__KUTIPAN TERPILIH__.
▼▼▼

Beberapa gas buangan yang diemisikan ke dalam atmosfer akan bertindak sebagai gas rumah kaca yang transparan dengan radiasi gelombang yang pendek matahari, serta menyerap radiasi gelombang panjang bumi sehingga pemanasan bumi meningkat. Akibatnya, seiring perkembangan perkotaan suhu udara akan semakin naik.
Faktor ketiga yaitu gaya hidup masyarakat perkotaan. Menurutnya, peningkatan populasi perkotaan tentu berbanding lurus dengan kebutuhan energi listrik yang semakin tinggi. Peningkatan ini terjadi hampir semua sektor industri, sektor rumah tangga, maupun sektor komersial.

▲▲▲

__TUGAS YANG DIKERJAKAN__. Tolong tulis lanjutan teks tentang naiknya suhu udara di perkotaan di atas, dimulai setelah kalimat terakhirnya.

__DATA SUMBER__.
▼▼▼

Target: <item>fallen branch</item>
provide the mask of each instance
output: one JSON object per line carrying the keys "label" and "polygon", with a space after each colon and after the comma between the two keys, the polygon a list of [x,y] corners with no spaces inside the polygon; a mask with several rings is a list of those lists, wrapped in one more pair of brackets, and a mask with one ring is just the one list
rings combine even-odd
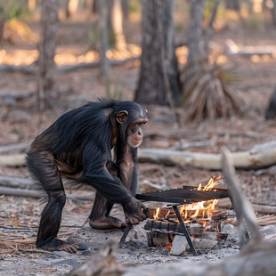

▲▲▲

__JAWABAN TUGAS__.
Secara tren, sejak tahun 2017 konsumsi listrik perkapita terus mengalami peningkatan. Terbaru, berdasarkan laporan Kementerian Energi dan Sumber Daya Mineral pada 2023 realisasi konsumsi setiap orang di Indonesia rata-rata mencapai 1.285kWh/kapita. Angka ini disebut meningkat dari tahun sebelumnya yaitu 1.173 kWh/kapita.
“Untuk itu saya menghimbau kepada pemerintah maupun masyarakat agar memulai mengimplementasikan prinsip-prinsip hidup yang rendah emisi, jadi bagaimana merubah gaya hidup, merubah pembangunan agar tidak boros emisi,” tuturnya.
Cukup Adaptif
Pada saat bersamaan, selain menjadi kontributor terbesar krisis iklim, masyarakat miskin perkotaan juga dinilai menjadi kelompok yang rentan terdampak perubahan iklim. Ari Mochamad, Program Director Climate Change and Circular Economy, Save the Children-Indonesia mengatakan, rentannya kelompok masyarakat miskin kota ini dilandasi karena keadaan lingkungan mereka yang kurang memadai.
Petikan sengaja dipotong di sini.